How to complete this task —
Please replace "rough mask" with "coarse mask" in the data below, from its start through the line containing "32L60 35H70L64 33V29H59L61", and write out those lines with nothing else changed.

Records from a data source —
◇ ◇ ◇ ◇ ◇ ◇ ◇

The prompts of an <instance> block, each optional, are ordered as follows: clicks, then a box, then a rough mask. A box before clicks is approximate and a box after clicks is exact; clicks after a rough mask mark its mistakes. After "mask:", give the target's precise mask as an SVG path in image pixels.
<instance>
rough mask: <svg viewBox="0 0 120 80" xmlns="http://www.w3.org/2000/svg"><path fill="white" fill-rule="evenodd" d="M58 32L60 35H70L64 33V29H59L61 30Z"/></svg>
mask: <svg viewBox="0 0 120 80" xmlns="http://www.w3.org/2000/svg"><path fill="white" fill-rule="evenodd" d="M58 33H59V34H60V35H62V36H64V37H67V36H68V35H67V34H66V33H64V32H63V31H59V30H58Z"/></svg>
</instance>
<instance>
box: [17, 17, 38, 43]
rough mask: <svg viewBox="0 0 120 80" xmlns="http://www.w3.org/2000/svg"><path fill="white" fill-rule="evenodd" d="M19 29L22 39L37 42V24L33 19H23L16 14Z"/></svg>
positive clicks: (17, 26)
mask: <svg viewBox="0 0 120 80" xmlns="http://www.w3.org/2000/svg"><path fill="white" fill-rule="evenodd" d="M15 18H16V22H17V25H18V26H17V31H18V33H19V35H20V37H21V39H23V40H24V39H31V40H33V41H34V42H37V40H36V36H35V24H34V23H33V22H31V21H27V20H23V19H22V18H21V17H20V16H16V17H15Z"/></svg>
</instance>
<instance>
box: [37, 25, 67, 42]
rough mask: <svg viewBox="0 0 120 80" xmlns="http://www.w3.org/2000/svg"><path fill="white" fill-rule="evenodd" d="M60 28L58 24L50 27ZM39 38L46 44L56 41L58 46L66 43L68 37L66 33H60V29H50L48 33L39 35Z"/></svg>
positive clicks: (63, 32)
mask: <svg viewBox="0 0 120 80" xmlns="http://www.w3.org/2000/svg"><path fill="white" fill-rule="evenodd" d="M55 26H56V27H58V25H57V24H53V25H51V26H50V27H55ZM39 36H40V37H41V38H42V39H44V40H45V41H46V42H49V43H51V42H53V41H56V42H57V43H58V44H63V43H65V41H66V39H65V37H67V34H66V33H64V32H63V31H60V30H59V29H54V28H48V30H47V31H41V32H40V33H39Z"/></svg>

◇ ◇ ◇ ◇ ◇ ◇ ◇

Task solution —
The prompts of an <instance> block, each optional, are ordered as follows: clicks, then a box, then a coarse mask. A box before clicks is approximate and a box after clicks is exact; clicks after a coarse mask mark its mistakes. After "mask:", give the target's precise mask as an SVG path in image pixels.
<instance>
coarse mask: <svg viewBox="0 0 120 80" xmlns="http://www.w3.org/2000/svg"><path fill="white" fill-rule="evenodd" d="M58 32L60 35H70L64 33V29H59L61 30Z"/></svg>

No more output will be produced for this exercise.